**What is asked**: Reproduce all of the data exactly.

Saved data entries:
------------------------------------

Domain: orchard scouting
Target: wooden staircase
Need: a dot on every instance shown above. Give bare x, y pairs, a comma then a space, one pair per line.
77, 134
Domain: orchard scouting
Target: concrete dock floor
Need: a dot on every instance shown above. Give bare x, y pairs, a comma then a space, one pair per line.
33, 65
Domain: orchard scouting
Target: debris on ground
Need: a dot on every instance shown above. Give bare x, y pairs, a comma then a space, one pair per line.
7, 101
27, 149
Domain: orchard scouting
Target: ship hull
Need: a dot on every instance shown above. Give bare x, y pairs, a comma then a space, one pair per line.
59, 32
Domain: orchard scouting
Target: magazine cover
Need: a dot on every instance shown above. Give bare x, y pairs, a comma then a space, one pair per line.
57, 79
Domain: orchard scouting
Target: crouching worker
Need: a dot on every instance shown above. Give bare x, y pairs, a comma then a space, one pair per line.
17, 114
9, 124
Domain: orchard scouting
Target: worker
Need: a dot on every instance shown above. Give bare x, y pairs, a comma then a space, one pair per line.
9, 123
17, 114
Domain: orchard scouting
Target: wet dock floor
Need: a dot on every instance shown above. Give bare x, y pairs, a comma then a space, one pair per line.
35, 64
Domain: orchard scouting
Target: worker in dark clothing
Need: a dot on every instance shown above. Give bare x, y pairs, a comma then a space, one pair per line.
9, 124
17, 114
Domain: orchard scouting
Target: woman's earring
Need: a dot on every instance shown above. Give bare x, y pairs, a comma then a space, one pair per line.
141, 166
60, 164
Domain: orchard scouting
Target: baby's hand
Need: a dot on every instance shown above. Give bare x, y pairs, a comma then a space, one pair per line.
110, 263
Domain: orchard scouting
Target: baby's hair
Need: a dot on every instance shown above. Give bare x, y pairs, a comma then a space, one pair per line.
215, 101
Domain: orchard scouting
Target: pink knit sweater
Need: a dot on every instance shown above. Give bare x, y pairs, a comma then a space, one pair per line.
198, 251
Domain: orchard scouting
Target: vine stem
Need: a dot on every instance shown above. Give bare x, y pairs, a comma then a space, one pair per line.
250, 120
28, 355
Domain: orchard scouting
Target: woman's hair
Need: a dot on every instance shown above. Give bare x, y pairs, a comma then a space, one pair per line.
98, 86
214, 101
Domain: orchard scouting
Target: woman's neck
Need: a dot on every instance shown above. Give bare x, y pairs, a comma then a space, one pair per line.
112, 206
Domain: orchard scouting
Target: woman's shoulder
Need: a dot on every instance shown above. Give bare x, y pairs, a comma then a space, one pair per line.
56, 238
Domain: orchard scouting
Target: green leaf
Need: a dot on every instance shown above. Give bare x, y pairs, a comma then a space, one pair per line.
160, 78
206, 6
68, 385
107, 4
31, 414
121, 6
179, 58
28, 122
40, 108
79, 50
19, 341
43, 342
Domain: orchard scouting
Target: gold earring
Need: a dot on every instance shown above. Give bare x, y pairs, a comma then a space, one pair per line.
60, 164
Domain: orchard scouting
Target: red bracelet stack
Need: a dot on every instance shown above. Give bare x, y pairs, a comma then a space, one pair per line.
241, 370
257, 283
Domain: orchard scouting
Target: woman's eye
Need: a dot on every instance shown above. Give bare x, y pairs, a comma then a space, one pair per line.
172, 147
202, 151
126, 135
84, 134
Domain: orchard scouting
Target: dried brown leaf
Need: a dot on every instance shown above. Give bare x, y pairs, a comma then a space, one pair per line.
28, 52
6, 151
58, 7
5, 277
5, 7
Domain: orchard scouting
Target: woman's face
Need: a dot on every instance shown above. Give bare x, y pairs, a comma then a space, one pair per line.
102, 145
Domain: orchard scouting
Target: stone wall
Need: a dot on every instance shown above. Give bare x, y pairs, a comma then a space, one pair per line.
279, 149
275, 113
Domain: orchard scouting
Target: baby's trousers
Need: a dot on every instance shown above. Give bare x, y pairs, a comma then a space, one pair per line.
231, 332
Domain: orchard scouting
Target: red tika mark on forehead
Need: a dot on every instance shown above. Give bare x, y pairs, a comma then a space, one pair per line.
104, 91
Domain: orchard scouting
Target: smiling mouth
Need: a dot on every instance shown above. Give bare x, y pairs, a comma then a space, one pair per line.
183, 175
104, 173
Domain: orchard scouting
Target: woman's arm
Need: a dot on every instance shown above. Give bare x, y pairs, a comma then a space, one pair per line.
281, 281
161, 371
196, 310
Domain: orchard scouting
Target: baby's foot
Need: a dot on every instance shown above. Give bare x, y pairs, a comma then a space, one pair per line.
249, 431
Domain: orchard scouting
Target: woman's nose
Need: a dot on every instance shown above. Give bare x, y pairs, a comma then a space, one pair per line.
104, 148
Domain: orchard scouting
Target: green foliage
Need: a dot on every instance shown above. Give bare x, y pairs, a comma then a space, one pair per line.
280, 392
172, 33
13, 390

------------------------------------

**Full solution**:
Domain: orchard scouting
Target: wooden staircase
Need: a dot on every instance shown above. Give bare x, y pairs, a comma then a space, one pair per line.
77, 134
Domain: orchard scouting
Target: concrete dock floor
Need: a dot on every instance shown above. Give bare x, y pairs, a comma then a space, one pair per line.
33, 65
Domain: orchard scouting
Target: debris on ground
Need: a dot on every instance shown above. Give bare x, y pairs, a comma then a space, one pair per line.
7, 101
27, 149
Domain: orchard scouting
Target: ship hull
Need: a dot on every instance shown above. Give bare x, y pairs, a comma then a space, one pair per line.
59, 32
Domain: orchard scouting
Target: magazine cover
Need: a dot on every instance shown above. Give bare x, y pairs, a comma then a space, one pair per line.
57, 79
Domain: orchard scouting
Target: crouching worker
Need: a dot on every instance shown above. Give bare x, y pairs, a comma then a space, one pair per line.
17, 114
9, 124
Domain: orchard scouting
Target: worker
Need: a dot on every instance shown above. Give bare x, y pairs, a comma then a space, one pair per line.
9, 123
17, 114
Domain: orchard scouting
Target: wet dock floor
Need: a dot on every instance shown above. Give bare x, y pairs, a comma then a space, one pair per line.
35, 64
Domain: orchard scouting
Target: worker in dark clothing
Need: a dot on every instance shown above. Give bare x, y pairs, a comma then a space, one pair per line.
9, 124
17, 114
Domain: orchard scouting
Target: woman's earring
Need: a dot on every instance shown above. Give bare x, y pairs, a comma then a space, one pair per line.
141, 166
60, 164
Domain: orchard scouting
Target: baby's hand
Need: a dot on every instance shown above. Give bare x, y pairs, a comma then a space, one pair per line.
110, 263
Domain: orchard scouting
Target: baby's hair
Need: a dot on every instance shown above. Give bare x, y pairs, a comma then a space, one pair per line.
215, 101
Domain: orchard scouting
Target: pink knit sweater
Need: a dot on every instance shown above. Give bare x, y pairs, a comma then a space, one pair per line.
198, 251
Domain: orchard scouting
Target: vine stem
Need: a dot on every instance shown above. Give bare x, y pairs, a comma then a space, one pair per line.
250, 120
28, 355
Domain: orchard scouting
Target: woman's hair
Need: a dot on every instance shown above. Give bare x, y pairs, a comma then a space, one pair per line.
98, 86
214, 101
Domain: orchard scouting
Target: woman's neck
Need: a dot on every instance shown above. Give bare x, y pairs, a comma then a space, one pair per line.
112, 206
Domain: orchard scouting
Target: woman's shoulder
Need: a dot on every instance shown above. Give bare x, y pairs, a comma then a space, one pair per line.
56, 238
Domain: orchard scouting
Target: green leaf
Need: a dot on every instance shown above. Give bare x, y pairs, a comma then a space, one pair per line.
160, 78
206, 6
68, 385
107, 4
31, 414
121, 6
179, 58
28, 122
40, 108
79, 50
19, 341
43, 342
Domain: orchard scouting
Target: gold earring
Need: a dot on every instance shown above. Give bare x, y pairs, a comma then a space, one pair per line.
60, 164
Domain: orchard scouting
Target: red bracelet stack
Need: a dot on every instance shown above. Give bare x, y pairs, a comma then a space, one pair per line.
241, 370
257, 283
Domain: orchard scouting
Target: woman's eye
Need: a dot on every instance shown above. Give bare x, y pairs, a comma then a space, one pair per line.
172, 147
202, 151
126, 135
84, 134
Domain: orchard scouting
Target: dried brown leaf
Need: a dot on every instance shown above. Give bare x, y pairs, a comma then a space, one pair per line.
28, 52
6, 151
58, 7
5, 277
5, 7
Domain: orchard scouting
Target: woman's face
Need: a dot on every instance shown above. Give bare x, y pairs, a comma then a space, one pair per line.
102, 145
Domain: orchard scouting
Target: stone wall
Need: a dot on every instance shown above. Give bare x, y pairs, a comma then a space, one pair per line.
279, 149
275, 113
Domain: orchard scouting
Target: baby's trousers
Need: a dot on every instance shown above. Give bare x, y pairs, a comma then a space, one pair per line.
231, 332
Domain: orchard scouting
Target: red tika mark on forehead
Need: a dot on every instance shown above. Give bare x, y pairs, a comma then a space, one pair per line.
104, 91
Domain: orchard scouting
Target: smiling mouth
Need: a dot on every instance shown above. Give bare x, y pairs, a comma then a space, one pair per line.
183, 175
104, 173
Domain: orchard scouting
Target: woman's arm
Need: a dot on every instance shown above. Give bare x, y pairs, a comma then a space, one pair per line.
281, 281
161, 371
196, 310
Domain: orchard scouting
Target: baby's foot
Need: a dot on every instance shown above. Give bare x, y pairs, a comma then a space, one pair per line.
249, 431
Domain: orchard scouting
Target: woman's nose
Need: a dot on every instance shown above. Give bare x, y pairs, a comma then a space, one pair per line.
104, 148
Domain: orchard scouting
Target: green foliage
Need: a dot on every instance shown above. Give bare x, y pairs, a comma then a space, one pair per line.
280, 392
172, 33
13, 390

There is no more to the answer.